Tarefa solicitada: Dê sequência ao artigo sobre o tempo da bomba atômica, começando logo depois da última frase apresentada.

Texto fornecido:
= = = =

NO TEMPO DA BOMBA ATÔMICA

 Folha da Manhã, Campos dos Goytacazes, 05 de agosto de 2020

No tempo da bomba atômica

Edgar Vianna de Andrade

            De 1945, quando os Estados Unidos encerraram a Segunda Guerra Mundial com o lançamento de duas bombas atômicas no Japão, até 1991, com o fim da União Soviética, o principal perigo para a humanidade foi uma guerra nuclear ou testes nucleares. Estranhei que o intelectual norte-americano Noam Chomsky tenha listado o aquecimento global, o esgarçamento das democracias e uma nova guerra nuclear como os três principais problemas atuais em “Internacionalismo ou extinção”, seu mais recente livro (São Paulo: Planeta,2020).

            Durante 46 anos, uma possível guerra ou um erro nuclear gerou muitos filmes. Os mais conhecidos são “O dia seguinte” (1983), “Missão suicida” (1964), “Herança nuclear” (1977), “Threads” (1984) e “O jogo da guerra” (1965). Há outros. Muitos outros.

            Particularmente um parece merecer um comentário. Trata-se de “O dia em que a Terra se incendiou”, escrito, produzido e dirigido por Van Guest e lançado em 1961. O mesmo nome creditado três vezes pode sugerir que nenhum estúdio importante quisesse bancá-lo.

= = = =

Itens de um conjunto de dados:
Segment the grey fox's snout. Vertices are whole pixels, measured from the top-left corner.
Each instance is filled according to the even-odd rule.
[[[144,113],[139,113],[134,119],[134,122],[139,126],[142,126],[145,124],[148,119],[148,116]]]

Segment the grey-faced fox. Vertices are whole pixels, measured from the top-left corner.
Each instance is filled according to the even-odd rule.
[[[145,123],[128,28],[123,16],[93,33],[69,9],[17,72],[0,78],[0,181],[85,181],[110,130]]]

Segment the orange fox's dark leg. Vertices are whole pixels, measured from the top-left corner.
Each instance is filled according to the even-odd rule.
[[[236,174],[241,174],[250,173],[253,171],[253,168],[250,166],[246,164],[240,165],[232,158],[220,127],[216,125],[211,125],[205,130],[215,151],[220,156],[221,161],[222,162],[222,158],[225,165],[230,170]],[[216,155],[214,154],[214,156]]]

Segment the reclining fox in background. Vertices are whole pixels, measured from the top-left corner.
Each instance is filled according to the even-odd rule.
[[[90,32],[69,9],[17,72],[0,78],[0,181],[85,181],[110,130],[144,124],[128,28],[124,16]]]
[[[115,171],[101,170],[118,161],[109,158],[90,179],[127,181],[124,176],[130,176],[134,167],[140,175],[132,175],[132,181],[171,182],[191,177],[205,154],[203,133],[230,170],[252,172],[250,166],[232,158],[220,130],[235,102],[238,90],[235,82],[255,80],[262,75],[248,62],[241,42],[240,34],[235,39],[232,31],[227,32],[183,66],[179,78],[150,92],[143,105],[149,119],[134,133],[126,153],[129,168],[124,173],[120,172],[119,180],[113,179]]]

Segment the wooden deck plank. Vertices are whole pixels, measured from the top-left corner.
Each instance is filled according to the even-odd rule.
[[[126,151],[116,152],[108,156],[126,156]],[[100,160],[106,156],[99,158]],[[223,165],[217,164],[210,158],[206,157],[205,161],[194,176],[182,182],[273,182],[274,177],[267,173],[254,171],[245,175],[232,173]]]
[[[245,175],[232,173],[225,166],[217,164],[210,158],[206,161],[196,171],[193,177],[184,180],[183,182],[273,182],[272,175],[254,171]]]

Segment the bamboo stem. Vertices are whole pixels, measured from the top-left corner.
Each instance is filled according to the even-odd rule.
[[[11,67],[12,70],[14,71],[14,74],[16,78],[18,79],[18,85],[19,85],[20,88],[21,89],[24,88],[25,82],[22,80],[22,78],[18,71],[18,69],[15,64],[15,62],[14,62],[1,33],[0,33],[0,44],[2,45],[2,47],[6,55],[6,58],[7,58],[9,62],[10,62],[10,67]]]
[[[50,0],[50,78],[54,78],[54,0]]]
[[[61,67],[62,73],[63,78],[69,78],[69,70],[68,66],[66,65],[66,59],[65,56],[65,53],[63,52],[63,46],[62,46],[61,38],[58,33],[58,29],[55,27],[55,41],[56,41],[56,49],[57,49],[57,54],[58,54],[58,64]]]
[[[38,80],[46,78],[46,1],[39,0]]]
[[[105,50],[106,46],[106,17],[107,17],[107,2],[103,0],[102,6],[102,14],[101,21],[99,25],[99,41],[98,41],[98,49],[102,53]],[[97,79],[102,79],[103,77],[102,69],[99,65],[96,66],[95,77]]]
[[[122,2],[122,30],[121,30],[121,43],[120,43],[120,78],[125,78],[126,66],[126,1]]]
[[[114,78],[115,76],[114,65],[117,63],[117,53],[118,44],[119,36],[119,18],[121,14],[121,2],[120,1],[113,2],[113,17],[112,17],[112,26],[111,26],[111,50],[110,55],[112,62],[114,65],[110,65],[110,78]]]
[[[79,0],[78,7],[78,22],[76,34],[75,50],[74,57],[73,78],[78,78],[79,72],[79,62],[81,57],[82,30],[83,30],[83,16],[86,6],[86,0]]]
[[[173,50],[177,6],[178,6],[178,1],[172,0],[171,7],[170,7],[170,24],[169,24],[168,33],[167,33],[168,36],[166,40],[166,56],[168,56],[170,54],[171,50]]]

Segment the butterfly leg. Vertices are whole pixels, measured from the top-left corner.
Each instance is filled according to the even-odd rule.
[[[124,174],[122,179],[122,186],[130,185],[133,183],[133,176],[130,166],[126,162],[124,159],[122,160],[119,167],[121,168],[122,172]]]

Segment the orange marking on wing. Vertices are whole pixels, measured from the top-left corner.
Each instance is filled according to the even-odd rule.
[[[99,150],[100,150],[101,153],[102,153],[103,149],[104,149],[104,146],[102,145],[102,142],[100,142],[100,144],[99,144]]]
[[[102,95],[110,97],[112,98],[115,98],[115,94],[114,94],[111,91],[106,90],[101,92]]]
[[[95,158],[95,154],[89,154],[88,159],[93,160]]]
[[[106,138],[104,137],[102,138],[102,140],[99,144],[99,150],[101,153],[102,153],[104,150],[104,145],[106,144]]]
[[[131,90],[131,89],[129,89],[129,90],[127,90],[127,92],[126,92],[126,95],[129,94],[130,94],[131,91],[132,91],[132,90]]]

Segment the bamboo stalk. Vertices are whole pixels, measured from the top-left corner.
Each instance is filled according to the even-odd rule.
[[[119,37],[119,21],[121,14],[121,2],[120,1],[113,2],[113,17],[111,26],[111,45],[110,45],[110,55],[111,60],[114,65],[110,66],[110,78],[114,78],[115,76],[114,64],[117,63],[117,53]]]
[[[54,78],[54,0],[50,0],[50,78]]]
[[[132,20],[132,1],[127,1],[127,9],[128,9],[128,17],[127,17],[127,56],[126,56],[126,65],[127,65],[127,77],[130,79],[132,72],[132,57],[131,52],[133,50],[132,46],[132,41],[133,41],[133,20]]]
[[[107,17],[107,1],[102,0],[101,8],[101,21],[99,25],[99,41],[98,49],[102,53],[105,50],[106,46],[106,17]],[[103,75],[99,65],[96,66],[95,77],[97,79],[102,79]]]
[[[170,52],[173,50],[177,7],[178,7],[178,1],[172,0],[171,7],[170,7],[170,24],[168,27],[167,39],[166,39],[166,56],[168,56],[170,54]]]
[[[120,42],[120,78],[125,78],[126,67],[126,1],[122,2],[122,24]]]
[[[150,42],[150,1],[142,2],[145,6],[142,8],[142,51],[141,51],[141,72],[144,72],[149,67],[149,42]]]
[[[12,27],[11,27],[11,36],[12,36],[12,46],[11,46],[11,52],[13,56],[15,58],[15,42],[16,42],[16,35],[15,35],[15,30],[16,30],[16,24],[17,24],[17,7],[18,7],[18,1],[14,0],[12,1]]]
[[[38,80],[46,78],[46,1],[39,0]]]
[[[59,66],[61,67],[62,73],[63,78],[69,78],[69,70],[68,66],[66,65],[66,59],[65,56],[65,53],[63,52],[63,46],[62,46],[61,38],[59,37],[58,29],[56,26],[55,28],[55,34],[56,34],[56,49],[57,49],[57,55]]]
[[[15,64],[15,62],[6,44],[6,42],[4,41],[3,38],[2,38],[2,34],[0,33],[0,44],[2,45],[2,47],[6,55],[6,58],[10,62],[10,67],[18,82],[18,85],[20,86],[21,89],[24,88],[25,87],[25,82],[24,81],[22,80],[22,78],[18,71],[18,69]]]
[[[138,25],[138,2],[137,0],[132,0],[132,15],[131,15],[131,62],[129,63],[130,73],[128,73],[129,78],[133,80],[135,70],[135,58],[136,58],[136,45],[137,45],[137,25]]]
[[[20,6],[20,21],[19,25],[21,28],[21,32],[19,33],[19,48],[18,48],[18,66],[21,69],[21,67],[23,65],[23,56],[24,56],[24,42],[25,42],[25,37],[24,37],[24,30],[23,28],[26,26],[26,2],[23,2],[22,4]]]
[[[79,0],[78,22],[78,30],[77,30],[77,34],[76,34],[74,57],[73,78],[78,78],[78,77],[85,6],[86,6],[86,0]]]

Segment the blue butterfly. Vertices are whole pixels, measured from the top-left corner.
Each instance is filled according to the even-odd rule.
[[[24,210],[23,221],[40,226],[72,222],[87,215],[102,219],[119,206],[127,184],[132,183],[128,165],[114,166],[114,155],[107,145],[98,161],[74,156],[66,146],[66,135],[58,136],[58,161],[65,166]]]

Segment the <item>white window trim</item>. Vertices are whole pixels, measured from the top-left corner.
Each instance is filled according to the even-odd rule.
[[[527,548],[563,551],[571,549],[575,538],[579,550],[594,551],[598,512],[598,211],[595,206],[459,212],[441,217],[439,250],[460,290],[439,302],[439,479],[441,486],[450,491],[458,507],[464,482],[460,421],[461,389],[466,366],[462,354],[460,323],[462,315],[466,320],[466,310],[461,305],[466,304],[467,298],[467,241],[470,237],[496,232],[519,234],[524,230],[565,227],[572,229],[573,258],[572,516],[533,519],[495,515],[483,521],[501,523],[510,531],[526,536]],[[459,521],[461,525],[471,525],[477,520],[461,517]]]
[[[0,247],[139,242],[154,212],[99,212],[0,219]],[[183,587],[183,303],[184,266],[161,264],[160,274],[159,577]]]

= = = =

Resposta da tarefa:
            A trama se passa em Londres. Fenômenos estranhos afetam a cidade. Neblina densa e espessa, calor excessivo, chuvas, secas, incêndios. Um jornal decide investigar a origem desse comportamento anômalo do tempo. Um repórter procura informações meteorológicas e acaba confusamente se deparando com o serviço de informações. Ali, faz contato com uma funcionária e a trata mal. Começa o clichê. Esses desentendimentos se transformam em romance. Adivinha-se logo. E o romance leva em seguida o jornalista para o apartamento da moça. É ela que lhe contará o segredo: Estados Unidos e União Soviética realizaram testes nucleares no Ártico e no Antártico. Por causa deles, a Terra mudou de eixo.

            Os fenômenos climáticos se agravam. Hoje, dir-se-ia que eles derivam do aquecimento global. No filme, maquetes nada convincentes são usadas. Presume-se um baixo orçamento para o filme em preto-e-branco. Não é possível sofisticação. O roteirista-produtor-diretor se vale de imagens de outros filmes ou de documentários. O confuso roteiro leva à conclusão de que a Terra saiu do seu centro de gravidade e está sendo atraída pelo Sol. Até o momento, sabe-se que o Sol engolirá a Terra em longínquo futuro, mas não que ele sugará o planeta.

            Em “Odisseia para além do Sol” (1969), outro filme inglês mal resolvido, uma nave espacial é lançada em direção a um planeta idêntico à Terra, mas em órbita que não permite ser visto por ocultar-se atrás do Sol. A direção de Robert Parrish, desejando imitar Stanley Kubrick, é desastrada. Em “O dia em que a Terra se incendiou”, é a própria Terra que navega para o Sol. Haverá salvação para quem “mexe com a natureza?”. Sim, algo mais bizarro que as experiências nucleares nos polos. O lançamento de bombas atômica na Sibéria para a Terra voltar a seu lugar no sistema solar.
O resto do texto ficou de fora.